-- Challenges --
1 > Reproduce, word for word, the portion of the passage on Josiah from "Again we see" up to and including "to his fathers.".
2 > Answer these questions using the passage on Josiah:
(a) What kind of death does the passage call, in some respects, better than a lingering one?
(b) Which psalm reference is given for the words "My time is in your hand"?
(c) At what did Josiah melt, according to the passage?

-- Given passage --
● ● ● ● ● ● ●

From hence we learn this instruction,

That death may be less miserable than the ill which a man may live to see in this life; or, that the miseries of this life may be such as that death may be much better than life, and far rather to be chosen. We may fall into such miseries whilst we do live, that we may desire death, they being greater than it. The reason hereof is, because that a sudden death, in some respects, is better than a lingering one. One death is better than many deaths, for how many deaths did Josiah escape by this one death! It would have been a death to him if he had lived to see the ruin of the commonwealth, the church of God, and his own sons carried into captivity, to have seen them slain, their eyes plucked out, the temple of God plucked down, and idolatry set up.

‘Behold, I will gather thee to your fathers, and you shall be put in your grave in peace.’ The Lord saith, he ‘will gather.’ So we see,

Our times are in God’s hand; as David saith, ‘My time is in your hand,’ Ps. 31:15. Our times of coming into the world, continuing in it, and going out of it, are in God’s hand. Therefore he saith, ‘you shall be put in your grave in peace.’ God hath power of death. Our going and coming is from God; he is the Lord of life and death.

This is a comfort unto us while we live in this world, that whilst we live we are not in our own hands, we shall not die in our own time; neither is it in our enemies’ hands, but in God’s hand. He hath appointed a certain time of our being here in this world. This should tie us to obedience, and to die in hope and faith; because when we die we are but gathered to our fathers, to better company and place than we leave behind us.

Again we see here that men may outlive their own happiness, that at last life may be a judgment unto them, because they may see that which is worse than death. How many parents live to see the ruin of their own families! the undoing of their children by their own miscarriage! We see God takes away Josiah, because he will not have him live, as it were, beyond his happiness. We see how tenderly affected God is for the good of his children. He pities them when they are in misery, knows what they are able to bear, and will lay no more upon them than he gives them strength to endure. God knew that Josiah was tender-hearted, and melted at the very threatenings, which if he could not endure to hear against his country, could he ever have endured to have seen the miseries upon his people and country? Surely no. Therefore God will rather gather him to his fathers.

● ● ● ● ● ● ●

-- Stored records --

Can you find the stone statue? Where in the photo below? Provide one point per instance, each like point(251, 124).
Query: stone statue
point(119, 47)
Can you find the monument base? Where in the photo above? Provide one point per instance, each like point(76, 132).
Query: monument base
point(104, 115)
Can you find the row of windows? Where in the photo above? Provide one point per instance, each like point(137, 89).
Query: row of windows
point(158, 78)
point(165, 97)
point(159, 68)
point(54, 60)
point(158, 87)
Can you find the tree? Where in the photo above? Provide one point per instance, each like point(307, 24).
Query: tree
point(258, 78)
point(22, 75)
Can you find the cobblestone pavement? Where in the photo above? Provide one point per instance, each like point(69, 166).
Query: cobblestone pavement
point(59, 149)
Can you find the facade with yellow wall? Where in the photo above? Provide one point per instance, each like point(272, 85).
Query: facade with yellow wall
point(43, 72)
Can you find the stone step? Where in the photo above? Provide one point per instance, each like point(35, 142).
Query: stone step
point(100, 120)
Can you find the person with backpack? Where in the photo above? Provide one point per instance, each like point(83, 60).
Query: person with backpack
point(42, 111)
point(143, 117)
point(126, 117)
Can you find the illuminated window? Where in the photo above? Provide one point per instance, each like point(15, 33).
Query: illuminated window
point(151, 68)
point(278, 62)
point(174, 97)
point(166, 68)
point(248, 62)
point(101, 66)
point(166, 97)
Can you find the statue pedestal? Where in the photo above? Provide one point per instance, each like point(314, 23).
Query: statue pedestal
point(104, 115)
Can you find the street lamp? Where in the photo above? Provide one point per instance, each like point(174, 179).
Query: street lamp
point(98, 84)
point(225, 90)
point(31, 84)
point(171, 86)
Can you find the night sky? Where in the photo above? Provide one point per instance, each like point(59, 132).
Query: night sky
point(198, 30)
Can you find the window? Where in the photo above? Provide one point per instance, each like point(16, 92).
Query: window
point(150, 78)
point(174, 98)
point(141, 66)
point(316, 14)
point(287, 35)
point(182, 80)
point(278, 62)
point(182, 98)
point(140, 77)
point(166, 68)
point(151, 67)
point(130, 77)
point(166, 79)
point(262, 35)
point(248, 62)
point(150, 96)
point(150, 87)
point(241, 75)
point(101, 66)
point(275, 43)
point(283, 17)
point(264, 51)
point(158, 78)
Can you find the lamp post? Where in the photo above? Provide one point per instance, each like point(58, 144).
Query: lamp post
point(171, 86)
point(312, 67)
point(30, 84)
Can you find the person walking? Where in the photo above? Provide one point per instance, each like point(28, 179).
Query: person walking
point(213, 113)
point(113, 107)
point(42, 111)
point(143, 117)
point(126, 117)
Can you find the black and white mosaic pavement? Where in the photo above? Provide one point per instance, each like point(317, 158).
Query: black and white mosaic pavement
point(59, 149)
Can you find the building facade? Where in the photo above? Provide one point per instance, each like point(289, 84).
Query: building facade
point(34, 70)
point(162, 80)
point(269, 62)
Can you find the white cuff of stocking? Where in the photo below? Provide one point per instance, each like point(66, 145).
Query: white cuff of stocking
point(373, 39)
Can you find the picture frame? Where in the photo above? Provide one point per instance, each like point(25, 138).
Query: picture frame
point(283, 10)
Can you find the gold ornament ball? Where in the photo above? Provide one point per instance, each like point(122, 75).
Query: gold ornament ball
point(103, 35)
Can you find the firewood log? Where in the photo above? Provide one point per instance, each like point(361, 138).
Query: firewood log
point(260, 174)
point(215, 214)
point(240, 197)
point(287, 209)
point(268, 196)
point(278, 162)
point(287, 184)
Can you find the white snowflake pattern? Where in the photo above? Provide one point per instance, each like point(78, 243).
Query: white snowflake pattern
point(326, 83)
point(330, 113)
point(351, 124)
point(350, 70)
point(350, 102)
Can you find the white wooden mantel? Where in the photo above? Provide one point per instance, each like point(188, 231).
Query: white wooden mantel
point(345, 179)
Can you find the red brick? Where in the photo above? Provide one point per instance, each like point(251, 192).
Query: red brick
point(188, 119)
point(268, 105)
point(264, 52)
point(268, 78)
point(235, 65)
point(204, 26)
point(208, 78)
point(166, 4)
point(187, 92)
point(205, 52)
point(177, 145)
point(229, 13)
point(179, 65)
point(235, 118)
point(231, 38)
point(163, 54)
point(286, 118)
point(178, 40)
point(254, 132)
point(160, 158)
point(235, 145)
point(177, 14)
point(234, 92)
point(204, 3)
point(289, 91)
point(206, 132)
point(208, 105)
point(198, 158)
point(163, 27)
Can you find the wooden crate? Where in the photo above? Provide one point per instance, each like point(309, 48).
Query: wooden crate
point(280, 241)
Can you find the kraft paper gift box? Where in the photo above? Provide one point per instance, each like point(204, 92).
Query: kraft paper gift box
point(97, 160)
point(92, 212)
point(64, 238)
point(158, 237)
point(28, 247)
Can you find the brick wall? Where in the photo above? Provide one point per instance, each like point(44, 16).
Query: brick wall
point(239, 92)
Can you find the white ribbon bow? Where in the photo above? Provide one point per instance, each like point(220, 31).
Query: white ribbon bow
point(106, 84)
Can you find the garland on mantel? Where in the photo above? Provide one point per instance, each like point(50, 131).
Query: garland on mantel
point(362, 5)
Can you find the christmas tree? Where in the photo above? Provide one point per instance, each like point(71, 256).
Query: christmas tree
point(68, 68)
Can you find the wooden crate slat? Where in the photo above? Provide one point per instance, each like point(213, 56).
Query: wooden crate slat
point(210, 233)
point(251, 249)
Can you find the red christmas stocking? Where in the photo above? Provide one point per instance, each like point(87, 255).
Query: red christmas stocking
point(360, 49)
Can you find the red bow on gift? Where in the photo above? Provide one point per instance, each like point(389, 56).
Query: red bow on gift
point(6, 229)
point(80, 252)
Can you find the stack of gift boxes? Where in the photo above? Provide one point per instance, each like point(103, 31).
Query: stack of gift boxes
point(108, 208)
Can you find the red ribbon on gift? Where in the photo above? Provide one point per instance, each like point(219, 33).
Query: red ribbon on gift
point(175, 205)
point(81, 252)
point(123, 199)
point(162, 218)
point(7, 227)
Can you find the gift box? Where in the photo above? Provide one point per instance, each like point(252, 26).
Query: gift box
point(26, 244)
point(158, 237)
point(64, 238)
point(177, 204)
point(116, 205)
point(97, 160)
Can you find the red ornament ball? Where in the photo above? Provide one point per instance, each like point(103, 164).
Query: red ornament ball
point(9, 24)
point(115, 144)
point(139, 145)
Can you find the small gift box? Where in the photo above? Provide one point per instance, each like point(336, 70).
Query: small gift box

● ● ● ● ● ● ●

-- The results --
1 >
Again we see here that men may outlive their own happiness, that at last life may be a judgment unto them, because they may see that which is worse than death. How many parents live to see the ruin of their own families! the undoing of their children by their own miscarriage! We see God takes away Josiah, because he will not have him live, as it were, beyond his happiness. We see how tenderly affected God is for the good of his children. He pities them when they are in misery, knows what they are able to bear, and will lay no more upon them than he gives them strength to endure. God knew that Josiah was tender-hearted, and melted at the very threatenings, which if he could not endure to hear against his country, could he ever have endured to have seen the miseries upon his people and country? Surely no. Therefore God will rather gather him to his fathers.

2 >
(a) A sudden death
(b) Ps. 31:15
(c) At the very threatenings